● WRITTEN REQUEST: Beginning with the line where "Check that each instance of the van wheel" appears, repeat every remaining line of the entries exactly, the last line included.

● DATASET CONTENT:
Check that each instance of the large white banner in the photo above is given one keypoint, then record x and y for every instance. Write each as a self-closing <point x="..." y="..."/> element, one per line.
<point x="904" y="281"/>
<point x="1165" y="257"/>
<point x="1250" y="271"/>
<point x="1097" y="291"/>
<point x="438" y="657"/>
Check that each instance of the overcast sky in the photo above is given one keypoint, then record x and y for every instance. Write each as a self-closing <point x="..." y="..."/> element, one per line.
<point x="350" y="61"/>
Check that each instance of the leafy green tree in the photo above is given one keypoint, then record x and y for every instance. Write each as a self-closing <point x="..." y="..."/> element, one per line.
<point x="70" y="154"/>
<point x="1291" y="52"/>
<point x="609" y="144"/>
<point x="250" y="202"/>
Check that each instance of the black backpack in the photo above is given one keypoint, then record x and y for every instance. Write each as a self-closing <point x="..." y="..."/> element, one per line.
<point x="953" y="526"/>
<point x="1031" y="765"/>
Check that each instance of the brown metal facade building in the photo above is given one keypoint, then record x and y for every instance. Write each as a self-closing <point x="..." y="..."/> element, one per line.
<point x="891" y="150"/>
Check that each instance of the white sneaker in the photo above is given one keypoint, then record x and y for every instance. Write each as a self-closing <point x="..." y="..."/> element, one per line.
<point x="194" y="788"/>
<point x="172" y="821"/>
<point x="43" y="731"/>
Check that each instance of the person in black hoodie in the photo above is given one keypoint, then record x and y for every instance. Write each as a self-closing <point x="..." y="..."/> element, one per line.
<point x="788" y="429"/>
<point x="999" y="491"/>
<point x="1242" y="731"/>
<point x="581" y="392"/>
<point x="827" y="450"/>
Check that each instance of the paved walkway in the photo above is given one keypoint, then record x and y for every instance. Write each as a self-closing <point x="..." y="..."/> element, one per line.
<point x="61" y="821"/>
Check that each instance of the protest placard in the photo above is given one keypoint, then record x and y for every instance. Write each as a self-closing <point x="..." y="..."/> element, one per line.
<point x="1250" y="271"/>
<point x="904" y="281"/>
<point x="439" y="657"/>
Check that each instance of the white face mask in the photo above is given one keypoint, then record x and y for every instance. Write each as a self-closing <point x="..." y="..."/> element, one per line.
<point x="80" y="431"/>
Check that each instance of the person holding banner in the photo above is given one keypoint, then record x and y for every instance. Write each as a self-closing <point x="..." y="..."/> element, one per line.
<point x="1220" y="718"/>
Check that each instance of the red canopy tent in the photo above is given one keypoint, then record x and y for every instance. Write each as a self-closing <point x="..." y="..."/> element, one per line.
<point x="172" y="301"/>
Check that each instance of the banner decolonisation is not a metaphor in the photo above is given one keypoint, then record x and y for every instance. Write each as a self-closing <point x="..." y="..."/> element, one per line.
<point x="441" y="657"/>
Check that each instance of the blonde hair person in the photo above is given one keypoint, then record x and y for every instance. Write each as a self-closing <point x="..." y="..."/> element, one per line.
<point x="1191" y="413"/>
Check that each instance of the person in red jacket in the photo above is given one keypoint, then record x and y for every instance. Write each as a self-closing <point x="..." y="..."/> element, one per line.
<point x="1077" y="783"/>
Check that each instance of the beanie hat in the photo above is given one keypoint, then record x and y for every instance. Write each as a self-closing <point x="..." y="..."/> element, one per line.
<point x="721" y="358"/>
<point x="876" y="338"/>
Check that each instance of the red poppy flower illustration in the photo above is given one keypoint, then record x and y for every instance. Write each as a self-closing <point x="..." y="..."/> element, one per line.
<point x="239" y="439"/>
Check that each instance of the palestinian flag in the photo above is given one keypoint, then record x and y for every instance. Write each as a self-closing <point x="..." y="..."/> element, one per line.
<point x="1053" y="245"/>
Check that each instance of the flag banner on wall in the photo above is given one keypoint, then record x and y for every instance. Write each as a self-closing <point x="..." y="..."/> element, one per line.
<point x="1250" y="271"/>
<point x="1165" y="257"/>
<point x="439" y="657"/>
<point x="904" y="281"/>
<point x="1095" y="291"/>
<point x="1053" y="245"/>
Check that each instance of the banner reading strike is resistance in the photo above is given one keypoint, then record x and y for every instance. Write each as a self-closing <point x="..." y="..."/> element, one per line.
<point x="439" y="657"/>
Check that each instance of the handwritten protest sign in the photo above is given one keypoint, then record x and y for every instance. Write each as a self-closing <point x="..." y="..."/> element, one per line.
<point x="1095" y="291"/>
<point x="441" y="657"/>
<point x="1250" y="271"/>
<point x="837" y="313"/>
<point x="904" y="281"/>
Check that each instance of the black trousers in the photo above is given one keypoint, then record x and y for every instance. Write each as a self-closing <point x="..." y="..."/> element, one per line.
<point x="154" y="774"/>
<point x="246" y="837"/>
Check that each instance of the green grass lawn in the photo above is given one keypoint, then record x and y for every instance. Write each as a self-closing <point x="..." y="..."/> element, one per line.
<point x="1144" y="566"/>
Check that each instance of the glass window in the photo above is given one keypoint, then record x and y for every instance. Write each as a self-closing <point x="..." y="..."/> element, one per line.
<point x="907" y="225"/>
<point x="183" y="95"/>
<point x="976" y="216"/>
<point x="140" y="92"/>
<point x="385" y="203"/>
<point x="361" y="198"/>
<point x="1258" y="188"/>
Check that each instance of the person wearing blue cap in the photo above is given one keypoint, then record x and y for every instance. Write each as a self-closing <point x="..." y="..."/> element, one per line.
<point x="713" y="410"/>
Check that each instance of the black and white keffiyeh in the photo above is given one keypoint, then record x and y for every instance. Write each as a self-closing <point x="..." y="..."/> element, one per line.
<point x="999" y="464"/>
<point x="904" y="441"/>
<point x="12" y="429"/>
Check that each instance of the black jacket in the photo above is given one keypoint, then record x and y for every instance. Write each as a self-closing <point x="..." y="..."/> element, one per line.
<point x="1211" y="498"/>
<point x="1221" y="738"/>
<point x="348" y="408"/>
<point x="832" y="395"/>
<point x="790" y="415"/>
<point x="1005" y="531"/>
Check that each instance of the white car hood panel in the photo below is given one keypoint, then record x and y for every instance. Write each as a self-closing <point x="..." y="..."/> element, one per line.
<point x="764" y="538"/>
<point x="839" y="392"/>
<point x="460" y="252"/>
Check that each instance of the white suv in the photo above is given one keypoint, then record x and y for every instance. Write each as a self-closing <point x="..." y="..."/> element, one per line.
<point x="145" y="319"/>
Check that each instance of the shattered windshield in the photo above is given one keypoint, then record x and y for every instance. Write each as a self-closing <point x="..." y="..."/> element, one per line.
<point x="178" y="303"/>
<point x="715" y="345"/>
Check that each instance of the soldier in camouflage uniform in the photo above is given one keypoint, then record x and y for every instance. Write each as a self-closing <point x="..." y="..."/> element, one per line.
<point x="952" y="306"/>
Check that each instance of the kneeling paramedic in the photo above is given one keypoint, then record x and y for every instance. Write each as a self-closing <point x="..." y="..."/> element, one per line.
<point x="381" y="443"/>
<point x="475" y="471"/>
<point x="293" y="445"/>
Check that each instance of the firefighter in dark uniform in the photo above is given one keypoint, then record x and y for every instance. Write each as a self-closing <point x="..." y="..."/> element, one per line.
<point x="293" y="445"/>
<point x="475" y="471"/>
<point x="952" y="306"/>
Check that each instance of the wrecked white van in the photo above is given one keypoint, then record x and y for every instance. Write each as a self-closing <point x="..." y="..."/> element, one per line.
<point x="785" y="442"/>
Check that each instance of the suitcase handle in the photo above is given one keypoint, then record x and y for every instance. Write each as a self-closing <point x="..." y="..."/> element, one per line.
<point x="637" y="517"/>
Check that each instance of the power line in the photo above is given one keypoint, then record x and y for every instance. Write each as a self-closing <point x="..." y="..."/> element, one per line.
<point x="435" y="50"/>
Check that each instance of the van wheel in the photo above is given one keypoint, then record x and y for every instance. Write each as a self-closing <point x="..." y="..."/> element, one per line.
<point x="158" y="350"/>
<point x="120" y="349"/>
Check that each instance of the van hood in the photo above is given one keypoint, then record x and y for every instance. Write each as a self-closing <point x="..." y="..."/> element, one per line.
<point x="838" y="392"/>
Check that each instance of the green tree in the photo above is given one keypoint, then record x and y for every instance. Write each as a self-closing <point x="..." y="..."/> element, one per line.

● CORRECT OUTPUT:
Check that each instance of the van wheel in the photo above is given one keypoint, then record x and y for every instance. Write each as a self-closing <point x="..." y="..."/> element, one per line.
<point x="158" y="350"/>
<point x="120" y="349"/>
Check that each instance of the van hood in the photo above is given one keypoint, then record x and y for every instance. Write each as a self-closing <point x="..." y="..."/> element, one per line.
<point x="838" y="392"/>
Check that each instance of the green tree in the photo above is given one keypoint, then record x and y for every instance. Write each as a self-closing <point x="..." y="..."/> element, one per line.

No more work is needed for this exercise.